━━━ Bereitgestellter Text ━━━
Larry Laffer schrieb:


> Du erzeugst dir eine eigene (neue) Klasse und bindest die VScrollbar dort ein


du meinst ein user control oder ?

ja, ist mir auch schon aufgefallen daß dies gut wäre. muss ich aber erst noch rausfinden wie das bei dot.net geht.  in vb6 konnte ich das mal (OCX).
naja, we kommt ja gleich.


----------



## Jochen Kühner (29 Oktober 2010)

Senator42 schrieb:


> du meinst ein user control oder ?
> 
> ja, ist mir auch schon aufgefallen daß dies gut wäre. muss ich aber erst noch rausfinden wie das bei dot.net geht.  in vb6 konnte ich das mal (OCX).
> naja, we kommt ja gleich.



Das was Larry da geschrieben hat ist ein Abgeleitetes Control, das konntest du in VB6 nicht erstellen. Im Endeffekt ist es mit diesen 3 zeilen Code schon voll funktionsfähig (verhällt sich dann genau so wie die Orginale Scrollbar). Nun kannst du aber Methoden überschreiben oder hinzufügen, Eigenschaften hinzufügen, ...


----------
━━━ Datenauszug ━━━
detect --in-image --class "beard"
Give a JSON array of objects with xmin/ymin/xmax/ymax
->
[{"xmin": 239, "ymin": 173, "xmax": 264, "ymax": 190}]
━━━
━━━ Datenauszug ━━━
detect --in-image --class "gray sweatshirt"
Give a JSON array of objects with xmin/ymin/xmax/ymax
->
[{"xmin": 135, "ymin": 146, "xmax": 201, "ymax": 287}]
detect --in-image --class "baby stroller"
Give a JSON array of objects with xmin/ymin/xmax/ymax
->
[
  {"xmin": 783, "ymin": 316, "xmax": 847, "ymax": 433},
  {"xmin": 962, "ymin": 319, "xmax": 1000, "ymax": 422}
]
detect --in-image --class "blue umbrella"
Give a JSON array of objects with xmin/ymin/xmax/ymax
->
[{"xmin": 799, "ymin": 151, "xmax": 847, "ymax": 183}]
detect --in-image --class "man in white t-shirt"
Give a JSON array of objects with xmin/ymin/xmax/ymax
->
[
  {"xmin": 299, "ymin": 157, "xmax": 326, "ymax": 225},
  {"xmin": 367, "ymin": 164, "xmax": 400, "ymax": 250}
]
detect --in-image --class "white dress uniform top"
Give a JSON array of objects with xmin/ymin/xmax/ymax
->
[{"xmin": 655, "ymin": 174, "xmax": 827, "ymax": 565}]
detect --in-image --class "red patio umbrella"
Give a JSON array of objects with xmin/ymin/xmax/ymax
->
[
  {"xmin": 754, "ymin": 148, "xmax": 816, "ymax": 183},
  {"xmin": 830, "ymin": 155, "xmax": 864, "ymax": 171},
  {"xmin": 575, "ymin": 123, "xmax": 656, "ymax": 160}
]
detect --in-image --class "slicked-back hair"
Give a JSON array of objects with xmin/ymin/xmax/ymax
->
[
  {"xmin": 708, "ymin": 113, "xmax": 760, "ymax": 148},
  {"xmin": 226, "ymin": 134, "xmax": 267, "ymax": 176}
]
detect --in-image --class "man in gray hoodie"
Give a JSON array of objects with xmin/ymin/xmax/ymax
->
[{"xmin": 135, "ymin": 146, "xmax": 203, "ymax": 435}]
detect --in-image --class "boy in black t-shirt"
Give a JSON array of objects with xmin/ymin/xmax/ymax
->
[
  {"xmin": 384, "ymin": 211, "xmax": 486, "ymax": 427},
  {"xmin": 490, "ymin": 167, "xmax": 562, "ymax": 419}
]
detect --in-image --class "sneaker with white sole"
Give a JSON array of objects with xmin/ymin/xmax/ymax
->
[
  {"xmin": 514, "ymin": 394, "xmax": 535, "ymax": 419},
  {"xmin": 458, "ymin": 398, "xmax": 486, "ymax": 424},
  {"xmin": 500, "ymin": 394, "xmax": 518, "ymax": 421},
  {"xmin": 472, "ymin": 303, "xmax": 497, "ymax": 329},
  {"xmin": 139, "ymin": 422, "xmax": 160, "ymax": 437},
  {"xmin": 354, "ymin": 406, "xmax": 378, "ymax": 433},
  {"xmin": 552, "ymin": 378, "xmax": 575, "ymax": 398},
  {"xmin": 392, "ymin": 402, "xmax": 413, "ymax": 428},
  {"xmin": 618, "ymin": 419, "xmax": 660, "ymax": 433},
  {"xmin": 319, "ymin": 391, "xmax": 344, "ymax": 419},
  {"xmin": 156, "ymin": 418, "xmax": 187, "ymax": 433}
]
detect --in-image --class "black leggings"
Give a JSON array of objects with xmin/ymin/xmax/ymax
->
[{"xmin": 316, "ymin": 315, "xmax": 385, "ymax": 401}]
━━━
**Aufgaben**
**A.** Kopiere aus dem bereitgestellten Text alles von „## Jochen Kühner“ bis hinunter zu „Eigenschaften hinzufügen, ...“.
**B.** Nenne die Namen aller Forenteilnehmer, die im bereitgestellten Text vorkommen.
Das Material stammt aus einer anderen Quelle als der Text.

**Die Antworten**
**A.**
## Jochen Kühner (29 Oktober 2010)

Senator42 schrieb:


> du meinst ein user control oder ?
> 
> ja, ist mir auch schon aufgefallen daß dies gut wäre. muss ich aber erst noch rausfinden wie das bei dot.net geht.  in vb6 konnte ich das mal (OCX).
> naja, we kommt ja gleich.



Das was Larry da geschrieben hat ist ein Abgeleitetes Control, das konntest du in VB6 nicht erstellen. Im Endeffekt ist es mit diesen 3 zeilen Code schon voll funktionsfähig (verhällt sich dann genau so wie die Orginale Scrollbar). Nun kannst du aber Methoden überschreiben oder hinzufügen, Eigenschaften hinzufügen, ...

**B.** Larry Laffer, Senator42, Jochen Kühner